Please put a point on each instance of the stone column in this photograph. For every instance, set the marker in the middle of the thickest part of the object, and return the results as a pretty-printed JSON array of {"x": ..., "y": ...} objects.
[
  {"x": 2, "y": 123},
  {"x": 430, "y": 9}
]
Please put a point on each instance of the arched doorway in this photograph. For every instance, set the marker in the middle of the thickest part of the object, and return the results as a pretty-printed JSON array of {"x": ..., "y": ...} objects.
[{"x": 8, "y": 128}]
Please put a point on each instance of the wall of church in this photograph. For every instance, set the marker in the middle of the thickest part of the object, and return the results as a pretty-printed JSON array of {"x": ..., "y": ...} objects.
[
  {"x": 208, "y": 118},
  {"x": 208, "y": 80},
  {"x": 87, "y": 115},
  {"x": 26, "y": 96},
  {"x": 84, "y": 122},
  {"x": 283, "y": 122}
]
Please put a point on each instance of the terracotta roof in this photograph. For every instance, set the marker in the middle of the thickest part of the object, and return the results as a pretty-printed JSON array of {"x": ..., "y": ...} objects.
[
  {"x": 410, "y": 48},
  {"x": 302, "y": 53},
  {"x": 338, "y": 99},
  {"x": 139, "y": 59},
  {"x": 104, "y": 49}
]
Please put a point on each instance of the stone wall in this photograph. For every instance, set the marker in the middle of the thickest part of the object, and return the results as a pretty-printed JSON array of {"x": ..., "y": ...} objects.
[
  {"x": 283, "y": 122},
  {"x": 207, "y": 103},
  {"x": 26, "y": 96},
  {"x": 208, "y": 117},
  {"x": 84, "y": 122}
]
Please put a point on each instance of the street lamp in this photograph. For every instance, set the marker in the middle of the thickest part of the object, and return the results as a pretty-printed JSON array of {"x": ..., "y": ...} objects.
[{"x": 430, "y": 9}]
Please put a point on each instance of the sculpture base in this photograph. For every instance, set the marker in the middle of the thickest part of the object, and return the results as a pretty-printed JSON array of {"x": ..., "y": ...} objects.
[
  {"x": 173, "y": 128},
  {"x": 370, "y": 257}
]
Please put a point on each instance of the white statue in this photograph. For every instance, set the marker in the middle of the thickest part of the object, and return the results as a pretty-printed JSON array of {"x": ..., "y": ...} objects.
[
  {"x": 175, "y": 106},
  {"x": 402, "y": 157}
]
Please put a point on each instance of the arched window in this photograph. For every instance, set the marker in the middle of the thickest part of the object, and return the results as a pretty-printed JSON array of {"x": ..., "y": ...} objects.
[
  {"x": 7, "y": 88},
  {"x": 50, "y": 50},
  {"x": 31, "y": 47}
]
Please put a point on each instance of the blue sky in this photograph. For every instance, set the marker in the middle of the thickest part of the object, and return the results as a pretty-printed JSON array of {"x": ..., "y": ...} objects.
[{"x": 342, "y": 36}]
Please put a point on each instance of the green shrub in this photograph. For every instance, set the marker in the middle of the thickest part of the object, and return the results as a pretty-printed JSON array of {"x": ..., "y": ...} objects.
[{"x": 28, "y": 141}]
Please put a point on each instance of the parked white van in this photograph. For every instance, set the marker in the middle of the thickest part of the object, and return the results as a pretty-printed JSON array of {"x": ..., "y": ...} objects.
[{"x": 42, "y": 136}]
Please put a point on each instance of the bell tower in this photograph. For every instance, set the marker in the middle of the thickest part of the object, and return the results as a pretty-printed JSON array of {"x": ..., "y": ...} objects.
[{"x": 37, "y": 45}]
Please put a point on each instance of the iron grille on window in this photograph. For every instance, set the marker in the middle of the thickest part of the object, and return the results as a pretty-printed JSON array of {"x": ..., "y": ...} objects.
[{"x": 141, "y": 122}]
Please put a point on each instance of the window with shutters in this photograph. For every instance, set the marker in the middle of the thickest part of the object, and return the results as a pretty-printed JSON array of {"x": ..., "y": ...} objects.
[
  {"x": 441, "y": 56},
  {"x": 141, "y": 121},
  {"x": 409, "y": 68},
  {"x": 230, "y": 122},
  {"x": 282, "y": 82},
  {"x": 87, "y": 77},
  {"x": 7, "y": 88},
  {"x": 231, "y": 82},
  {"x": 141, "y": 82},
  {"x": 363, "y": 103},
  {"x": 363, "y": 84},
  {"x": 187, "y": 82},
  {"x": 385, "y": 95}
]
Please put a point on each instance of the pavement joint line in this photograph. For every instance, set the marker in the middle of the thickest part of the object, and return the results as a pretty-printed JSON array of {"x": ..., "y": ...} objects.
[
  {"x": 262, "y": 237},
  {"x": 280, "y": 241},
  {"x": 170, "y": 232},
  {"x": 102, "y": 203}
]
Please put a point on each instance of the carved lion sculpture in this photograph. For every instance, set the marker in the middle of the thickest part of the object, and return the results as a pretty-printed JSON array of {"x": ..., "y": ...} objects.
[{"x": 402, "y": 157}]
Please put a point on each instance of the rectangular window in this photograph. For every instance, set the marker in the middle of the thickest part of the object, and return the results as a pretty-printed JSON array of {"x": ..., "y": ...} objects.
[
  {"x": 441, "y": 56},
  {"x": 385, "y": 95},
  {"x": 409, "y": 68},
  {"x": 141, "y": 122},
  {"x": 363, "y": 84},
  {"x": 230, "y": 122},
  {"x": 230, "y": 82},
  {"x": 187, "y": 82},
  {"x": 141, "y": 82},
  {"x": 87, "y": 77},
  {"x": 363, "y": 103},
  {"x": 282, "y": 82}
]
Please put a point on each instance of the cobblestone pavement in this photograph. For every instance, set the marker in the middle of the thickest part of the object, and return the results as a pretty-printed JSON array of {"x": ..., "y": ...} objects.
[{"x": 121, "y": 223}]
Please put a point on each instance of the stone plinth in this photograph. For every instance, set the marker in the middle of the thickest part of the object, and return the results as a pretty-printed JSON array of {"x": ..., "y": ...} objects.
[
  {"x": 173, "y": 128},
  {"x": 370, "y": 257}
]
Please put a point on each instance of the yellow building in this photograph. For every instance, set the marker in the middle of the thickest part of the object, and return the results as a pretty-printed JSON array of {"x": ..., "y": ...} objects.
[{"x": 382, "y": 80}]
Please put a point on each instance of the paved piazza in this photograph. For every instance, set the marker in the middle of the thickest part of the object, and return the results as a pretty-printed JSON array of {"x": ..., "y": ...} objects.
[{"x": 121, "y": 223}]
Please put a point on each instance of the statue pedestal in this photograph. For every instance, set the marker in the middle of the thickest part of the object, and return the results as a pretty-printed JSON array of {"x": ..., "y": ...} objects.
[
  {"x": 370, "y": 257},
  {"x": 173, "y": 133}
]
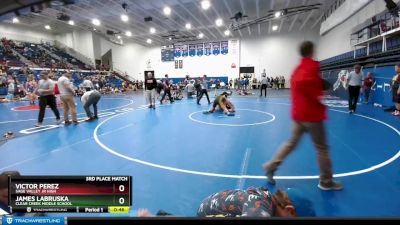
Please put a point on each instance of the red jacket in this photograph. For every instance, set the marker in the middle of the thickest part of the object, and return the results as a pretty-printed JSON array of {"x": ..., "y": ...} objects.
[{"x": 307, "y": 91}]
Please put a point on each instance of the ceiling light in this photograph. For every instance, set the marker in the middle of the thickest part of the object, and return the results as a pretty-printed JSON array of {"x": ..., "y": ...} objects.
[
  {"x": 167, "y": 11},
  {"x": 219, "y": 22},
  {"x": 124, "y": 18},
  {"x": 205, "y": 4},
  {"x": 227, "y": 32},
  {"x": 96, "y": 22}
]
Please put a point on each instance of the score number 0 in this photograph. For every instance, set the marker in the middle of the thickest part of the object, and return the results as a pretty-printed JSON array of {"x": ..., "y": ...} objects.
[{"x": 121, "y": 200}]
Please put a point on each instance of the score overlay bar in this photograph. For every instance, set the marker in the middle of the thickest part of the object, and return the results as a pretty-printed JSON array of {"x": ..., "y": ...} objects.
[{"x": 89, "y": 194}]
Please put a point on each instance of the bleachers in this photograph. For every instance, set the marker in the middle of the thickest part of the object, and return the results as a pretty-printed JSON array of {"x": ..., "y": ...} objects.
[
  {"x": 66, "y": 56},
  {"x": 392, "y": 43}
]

------------------------------------------------

■ **GOAL**:
Write out all the records again, swapping "thickest part" for "widest part" wherever it appears and leaving everything else unchanged. Don't include the pictures.

■ **COMPLETED EXERCISE**:
Please put a point on each instance of the stone column in this photograph. For every instance, set the marker in the middle of the widest part of the object, and return the results as a pretty-printed JSON array of {"x": ..., "y": ...} objects.
[
  {"x": 2, "y": 123},
  {"x": 430, "y": 9}
]
Please put a point on each instance of the arched doorway in this photograph. For every instance, set the marker in the middle of the widest part of the object, and return the results as a pretty-printed JSON array of {"x": ..., "y": ...} objects.
[{"x": 8, "y": 128}]
Please put a point on each instance of the wall of church in this photograph. For every instance, set the marker in the middle of the widest part of the object, and return the results as a pretty-printed JSON array of {"x": ..., "y": ...} objects.
[
  {"x": 208, "y": 118},
  {"x": 208, "y": 80},
  {"x": 87, "y": 115},
  {"x": 26, "y": 96},
  {"x": 84, "y": 122},
  {"x": 283, "y": 122}
]
Please put a point on each instance of the terracotta roof in this photograph. For every instance, set the marker in the middle of the widest part of the object, and return the results as a pretty-printed JSON array of {"x": ..., "y": ...} objects.
[
  {"x": 410, "y": 48},
  {"x": 302, "y": 53},
  {"x": 338, "y": 99},
  {"x": 139, "y": 59},
  {"x": 104, "y": 49}
]
Please put a point on each instance of the stone wall in this photograph. For every instance, set the marker in the middle of the widest part of the object, and return the results as a pretty-printed JSON array of {"x": ..., "y": ...} objects.
[
  {"x": 283, "y": 122},
  {"x": 207, "y": 103},
  {"x": 26, "y": 96},
  {"x": 208, "y": 117},
  {"x": 84, "y": 122}
]
Please put a point on each instance of the street lamp in this photograph. For every instance, set the marker in the middle of the widest part of the object, and return the results as a pretty-printed JSON array of {"x": ..., "y": ...} objects.
[{"x": 430, "y": 9}]
Please put a point on each instance of the sculpture base in this photograph. For every instance, set the marker in the middle of the widest part of the object, and return the results as a pretty-printed JSON array of {"x": ..., "y": ...} objects.
[
  {"x": 173, "y": 128},
  {"x": 370, "y": 257}
]
Please put a point on each instance of the white statue in this photograph. For every instance, set the marker in the middle of the widest part of the object, and return the results as a pretty-printed JSON array of {"x": ..., "y": ...} objects.
[
  {"x": 175, "y": 106},
  {"x": 402, "y": 157}
]
Please put a point on each instance of the arched window in this photograph. For every instance, set the marker in the middle of the widest part of the object, and return the results as a pretty-printed JSON array of {"x": ..., "y": ...} objects.
[
  {"x": 7, "y": 88},
  {"x": 50, "y": 50},
  {"x": 31, "y": 47}
]
Please put a point on each instance of the blue sky in this photograph. For every instance, set the marker in the middle of the widest part of the object, and return the results as a pretty-printed JSON array of {"x": ..., "y": ...} objects.
[{"x": 342, "y": 36}]
Please put a point on each instance of the green shrub in this photograph. For every instance, set the marker in the middle of the widest part of the object, and return the results as a pretty-printed JSON array of {"x": ..., "y": ...} objects.
[{"x": 28, "y": 141}]
Please put a point on each instance of the parked white van in this photograph. For every instance, set the marker in the middle of the widest part of the object, and return the results as a pretty-printed JSON array of {"x": ..., "y": ...} objects.
[{"x": 42, "y": 136}]
Please put a point on each instance of the bell tower in this photograph. For every instance, set the marker in the middle of the widest part of the object, and return the results as a pretty-printed JSON array of {"x": ..., "y": ...} objects.
[{"x": 37, "y": 45}]
Please put a point on each instance of the iron grille on window in this photograph. For every instance, set the marker in the middle of the widest part of the object, and return the results as a pretty-printed JSON array of {"x": ..., "y": ...} objects.
[{"x": 141, "y": 122}]
Please put a point on each instance of the window with shutters in this photograph. For every instance, set the marker in the middle of the widest part of the object, and return the results as a pretty-printed JSON array of {"x": ..., "y": ...} objects.
[
  {"x": 441, "y": 56},
  {"x": 141, "y": 121},
  {"x": 409, "y": 68},
  {"x": 230, "y": 122},
  {"x": 282, "y": 82},
  {"x": 87, "y": 77},
  {"x": 7, "y": 88},
  {"x": 231, "y": 82},
  {"x": 141, "y": 82},
  {"x": 363, "y": 103},
  {"x": 363, "y": 84},
  {"x": 187, "y": 82},
  {"x": 385, "y": 95}
]
Please put a point on each instance of the pavement joint line in this photograph. For every instance, set the marker in the middle of the widest part of the object, and return the results as a pretty-printed JSON array of {"x": ..., "y": ...} objects.
[
  {"x": 262, "y": 237},
  {"x": 280, "y": 241},
  {"x": 170, "y": 232},
  {"x": 102, "y": 203}
]
Please put a point on each instance of the carved lion sculpture in this photograph. For every instance, set the marker in the middle of the widest part of the object, and return the results as a pretty-printed JSON array of {"x": ..., "y": ...} objects.
[{"x": 402, "y": 157}]
Please put a point on each instance of the rectangular window in this photograph. For every instance, set the marker in the middle of the widest part of the object, and return the results as a pretty-printed JSON array of {"x": ..., "y": ...} objects.
[
  {"x": 441, "y": 56},
  {"x": 385, "y": 95},
  {"x": 409, "y": 68},
  {"x": 141, "y": 122},
  {"x": 363, "y": 84},
  {"x": 230, "y": 122},
  {"x": 230, "y": 82},
  {"x": 187, "y": 82},
  {"x": 141, "y": 82},
  {"x": 87, "y": 77},
  {"x": 363, "y": 103},
  {"x": 282, "y": 82}
]
Please put a point on each instance of the cobblestone pavement in this photograph. For every instance, set the marker in the middle of the widest part of the object, and return the results as a pretty-printed JSON array of {"x": ..., "y": ...} objects.
[{"x": 121, "y": 223}]
Please put a point on each instance of the stone plinth in this photograph. For every instance, set the marker in the middle of the widest part of the object, and return the results as a pretty-printed JSON array of {"x": ..., "y": ...} objects.
[
  {"x": 173, "y": 128},
  {"x": 370, "y": 257}
]
Please put a point on each instance of the yellow building in this photograph. For every instance, set the marker in the middle of the widest part of the object, and return the results as a pretty-printed JSON array of {"x": ..., "y": ...} objects.
[{"x": 382, "y": 80}]
Please put a point on each instance of the paved piazza in this photograph. For every instance, set the marker in the middle of the widest part of the object, and return the results as a pretty-printed JSON array of {"x": ..., "y": ...} objects.
[{"x": 121, "y": 223}]
Please put a point on each instance of the statue pedestal in this photograph. For every instance, set the marker in the middle of the widest part of the object, and return the results as a pretty-printed JSON array of {"x": ..., "y": ...} objects.
[
  {"x": 370, "y": 257},
  {"x": 173, "y": 133}
]
Please put a point on each instance of the red jacket in this photograph. For every instance, set the marker in the middle of the widest part of the object, and return the results as a pretty-printed JSON array of {"x": ..., "y": ...} objects.
[{"x": 307, "y": 91}]
Please put a point on each instance of the ceiling light in this photograph. For every instance, set the marker in the middle of the widest part of the object, and return the results as a pretty-printed JSON array of {"x": ..., "y": ...} objects.
[
  {"x": 167, "y": 11},
  {"x": 219, "y": 22},
  {"x": 124, "y": 18},
  {"x": 205, "y": 4},
  {"x": 227, "y": 32},
  {"x": 96, "y": 22}
]
Please put a point on each instance of the score number 0 in this photograph. For every instance, set the marker in the middle of the widest part of the object, and return the results as a pretty-printed JSON array of {"x": ..., "y": ...} objects.
[{"x": 121, "y": 200}]
Please put a point on each instance of the score overlay bar in this photograph. For every instance, set the marker in the middle of the widest part of the object, and return the results as a pretty-printed JSON array of {"x": ..., "y": ...} objects.
[{"x": 89, "y": 194}]
Please put a point on each instance of the bleachers in this photograph. For every instance, set the marker in the middle of the widest part of the object, and return the results as a pretty-printed JSON array of {"x": ..., "y": ...} objects.
[
  {"x": 66, "y": 56},
  {"x": 392, "y": 43}
]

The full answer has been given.